▶ **THE INPUT**

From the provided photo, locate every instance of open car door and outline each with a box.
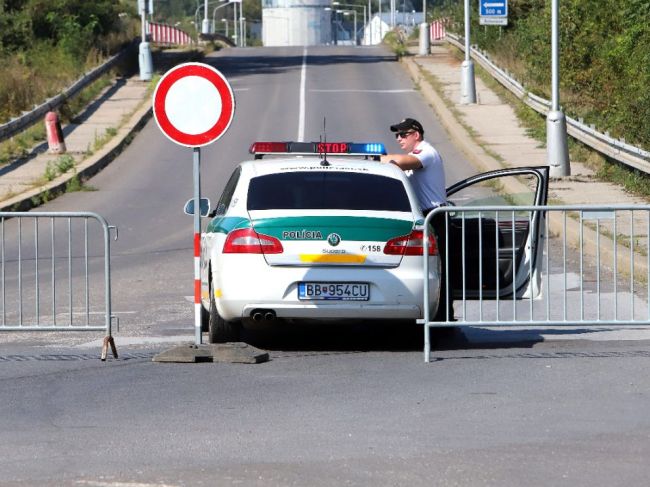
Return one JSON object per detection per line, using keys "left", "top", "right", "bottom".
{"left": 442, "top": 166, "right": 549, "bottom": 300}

==

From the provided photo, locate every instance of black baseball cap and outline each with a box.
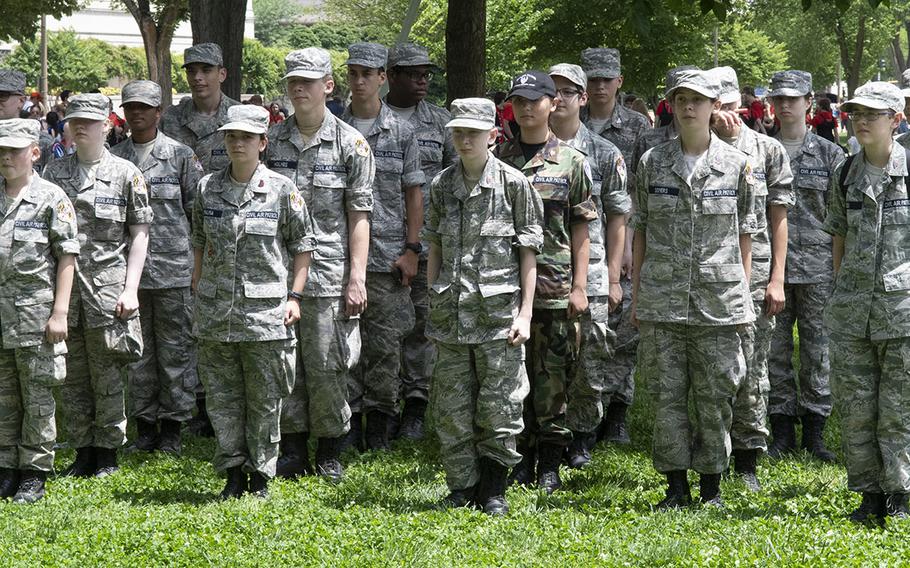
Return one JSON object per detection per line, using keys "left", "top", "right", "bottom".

▶ **PROBLEM**
Where does "photo" occur in the data? Copy each line that has it.

▶ **FINAL ANSWER**
From the provided photo, locate every instance of open car door and outline each with a box.
From the provided photo, locate every instance of black baseball cap and outline each with a box.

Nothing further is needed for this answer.